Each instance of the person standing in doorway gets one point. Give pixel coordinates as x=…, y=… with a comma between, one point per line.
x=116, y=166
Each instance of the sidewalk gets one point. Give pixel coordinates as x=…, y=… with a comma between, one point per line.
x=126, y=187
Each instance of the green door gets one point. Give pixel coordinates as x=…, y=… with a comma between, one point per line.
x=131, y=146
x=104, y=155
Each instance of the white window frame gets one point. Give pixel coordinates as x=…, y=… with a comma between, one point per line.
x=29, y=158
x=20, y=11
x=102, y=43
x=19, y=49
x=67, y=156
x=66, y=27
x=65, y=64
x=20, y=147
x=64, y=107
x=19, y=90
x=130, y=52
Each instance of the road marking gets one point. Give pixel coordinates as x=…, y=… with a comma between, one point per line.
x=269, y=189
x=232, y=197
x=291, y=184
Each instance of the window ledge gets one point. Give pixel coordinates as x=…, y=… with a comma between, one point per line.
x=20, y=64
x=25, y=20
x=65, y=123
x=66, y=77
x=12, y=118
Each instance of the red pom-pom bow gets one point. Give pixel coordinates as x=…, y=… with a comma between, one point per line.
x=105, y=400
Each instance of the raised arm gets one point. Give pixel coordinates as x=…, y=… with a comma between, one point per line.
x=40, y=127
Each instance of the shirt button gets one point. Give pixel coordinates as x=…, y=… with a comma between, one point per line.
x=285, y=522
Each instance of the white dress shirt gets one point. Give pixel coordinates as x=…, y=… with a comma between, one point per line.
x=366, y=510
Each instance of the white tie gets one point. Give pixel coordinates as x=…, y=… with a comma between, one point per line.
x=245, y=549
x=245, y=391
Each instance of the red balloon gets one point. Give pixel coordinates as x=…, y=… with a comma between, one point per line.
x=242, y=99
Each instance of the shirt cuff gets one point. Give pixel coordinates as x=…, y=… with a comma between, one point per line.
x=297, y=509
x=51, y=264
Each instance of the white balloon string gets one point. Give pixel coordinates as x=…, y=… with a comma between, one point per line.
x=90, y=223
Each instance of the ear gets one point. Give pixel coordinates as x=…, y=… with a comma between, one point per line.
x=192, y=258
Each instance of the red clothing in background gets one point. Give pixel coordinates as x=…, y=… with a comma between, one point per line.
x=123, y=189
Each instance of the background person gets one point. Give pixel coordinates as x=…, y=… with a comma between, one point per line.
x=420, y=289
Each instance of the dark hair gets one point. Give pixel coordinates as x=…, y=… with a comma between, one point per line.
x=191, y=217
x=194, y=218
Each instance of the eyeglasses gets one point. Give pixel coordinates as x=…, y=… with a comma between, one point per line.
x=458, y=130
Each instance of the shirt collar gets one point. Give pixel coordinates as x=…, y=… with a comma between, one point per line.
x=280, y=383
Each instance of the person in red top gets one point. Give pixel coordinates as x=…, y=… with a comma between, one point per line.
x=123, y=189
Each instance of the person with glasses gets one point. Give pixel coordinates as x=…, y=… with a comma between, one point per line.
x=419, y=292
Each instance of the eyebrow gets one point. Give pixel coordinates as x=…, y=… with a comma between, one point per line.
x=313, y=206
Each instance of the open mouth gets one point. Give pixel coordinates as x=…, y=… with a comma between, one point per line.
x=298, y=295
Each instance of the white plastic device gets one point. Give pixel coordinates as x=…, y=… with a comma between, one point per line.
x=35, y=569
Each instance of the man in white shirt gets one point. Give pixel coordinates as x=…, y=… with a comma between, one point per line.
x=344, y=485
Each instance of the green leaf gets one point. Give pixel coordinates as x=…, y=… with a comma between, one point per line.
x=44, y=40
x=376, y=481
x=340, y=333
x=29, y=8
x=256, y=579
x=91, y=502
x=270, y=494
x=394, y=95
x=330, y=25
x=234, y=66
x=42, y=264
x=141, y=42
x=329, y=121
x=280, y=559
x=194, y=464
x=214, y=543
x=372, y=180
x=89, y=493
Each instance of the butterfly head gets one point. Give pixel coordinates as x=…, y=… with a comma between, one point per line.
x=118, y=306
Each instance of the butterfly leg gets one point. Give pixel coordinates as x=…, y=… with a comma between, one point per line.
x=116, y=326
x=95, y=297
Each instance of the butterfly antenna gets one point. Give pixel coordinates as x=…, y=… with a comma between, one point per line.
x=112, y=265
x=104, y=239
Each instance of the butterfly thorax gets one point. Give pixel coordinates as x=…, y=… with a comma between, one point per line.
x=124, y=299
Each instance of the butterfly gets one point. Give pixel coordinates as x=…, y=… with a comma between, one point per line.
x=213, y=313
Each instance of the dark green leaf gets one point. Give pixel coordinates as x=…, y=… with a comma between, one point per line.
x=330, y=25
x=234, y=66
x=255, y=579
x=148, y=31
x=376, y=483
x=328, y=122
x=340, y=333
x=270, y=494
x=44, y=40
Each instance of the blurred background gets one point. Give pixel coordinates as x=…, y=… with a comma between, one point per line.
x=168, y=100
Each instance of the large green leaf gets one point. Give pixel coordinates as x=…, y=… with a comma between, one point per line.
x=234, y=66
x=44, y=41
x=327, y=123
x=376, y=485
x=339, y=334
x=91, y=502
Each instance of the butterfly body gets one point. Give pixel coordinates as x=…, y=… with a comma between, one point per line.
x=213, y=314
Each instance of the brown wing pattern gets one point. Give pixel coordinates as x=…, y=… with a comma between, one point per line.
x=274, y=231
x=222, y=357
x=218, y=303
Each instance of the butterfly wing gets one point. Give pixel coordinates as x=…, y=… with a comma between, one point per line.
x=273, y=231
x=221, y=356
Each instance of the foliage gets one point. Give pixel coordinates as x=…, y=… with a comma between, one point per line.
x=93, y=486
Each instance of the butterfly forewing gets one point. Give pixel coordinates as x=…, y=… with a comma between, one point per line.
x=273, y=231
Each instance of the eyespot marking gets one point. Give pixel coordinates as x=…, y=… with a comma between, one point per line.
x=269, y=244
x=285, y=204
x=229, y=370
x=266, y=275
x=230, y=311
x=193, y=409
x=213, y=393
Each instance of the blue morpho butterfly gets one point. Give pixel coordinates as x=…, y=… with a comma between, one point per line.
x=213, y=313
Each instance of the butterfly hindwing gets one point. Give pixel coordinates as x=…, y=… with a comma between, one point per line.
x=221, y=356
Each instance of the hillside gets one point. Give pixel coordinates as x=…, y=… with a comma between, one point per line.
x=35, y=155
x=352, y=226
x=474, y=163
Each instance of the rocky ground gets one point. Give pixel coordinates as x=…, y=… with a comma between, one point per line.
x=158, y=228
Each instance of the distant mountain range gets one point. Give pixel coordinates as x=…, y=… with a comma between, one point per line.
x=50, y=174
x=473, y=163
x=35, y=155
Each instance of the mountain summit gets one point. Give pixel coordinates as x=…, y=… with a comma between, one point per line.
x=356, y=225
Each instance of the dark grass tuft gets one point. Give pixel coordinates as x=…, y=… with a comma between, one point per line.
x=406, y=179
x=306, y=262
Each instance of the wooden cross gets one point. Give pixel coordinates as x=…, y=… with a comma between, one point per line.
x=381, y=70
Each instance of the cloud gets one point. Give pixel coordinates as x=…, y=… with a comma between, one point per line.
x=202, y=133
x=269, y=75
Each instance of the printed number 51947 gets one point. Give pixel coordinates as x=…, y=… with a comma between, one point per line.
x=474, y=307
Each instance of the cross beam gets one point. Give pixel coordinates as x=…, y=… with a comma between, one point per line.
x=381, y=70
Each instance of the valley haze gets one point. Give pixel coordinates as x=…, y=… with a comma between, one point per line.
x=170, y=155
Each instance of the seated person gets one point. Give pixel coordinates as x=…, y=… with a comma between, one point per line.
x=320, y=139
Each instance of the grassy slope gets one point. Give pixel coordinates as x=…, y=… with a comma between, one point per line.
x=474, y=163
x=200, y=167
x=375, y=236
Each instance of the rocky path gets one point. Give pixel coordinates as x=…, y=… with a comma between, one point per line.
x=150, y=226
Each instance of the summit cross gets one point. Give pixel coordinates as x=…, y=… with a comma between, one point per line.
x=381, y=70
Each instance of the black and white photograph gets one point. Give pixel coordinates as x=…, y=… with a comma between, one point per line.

-*-*-

→ **SET EXERCISE**: Reproduce the rows from the line containing "Each instance of the eyeglasses" down to the line containing "x=419, y=292", replacing "red top" with "red sweater" and leaving everything else unchanged. Give only those rows.

→ **RESPONSE**:
Each instance of the eyeglasses gets one point. Give pixel coordinates as x=…, y=… with a comma between, one point per line.
x=458, y=130
Each instance of the shirt collar gets one point. Give pixel coordinates as x=…, y=… with a comma between, one point per line.
x=280, y=383
Each instance of the person in red sweater gets one point. Give pixel coordinates as x=…, y=… with a comma between, one point per line.
x=123, y=189
Each instance of the person with glasses gets one point. Give pixel coordinates as x=…, y=… with a comma between, one point per line.
x=419, y=292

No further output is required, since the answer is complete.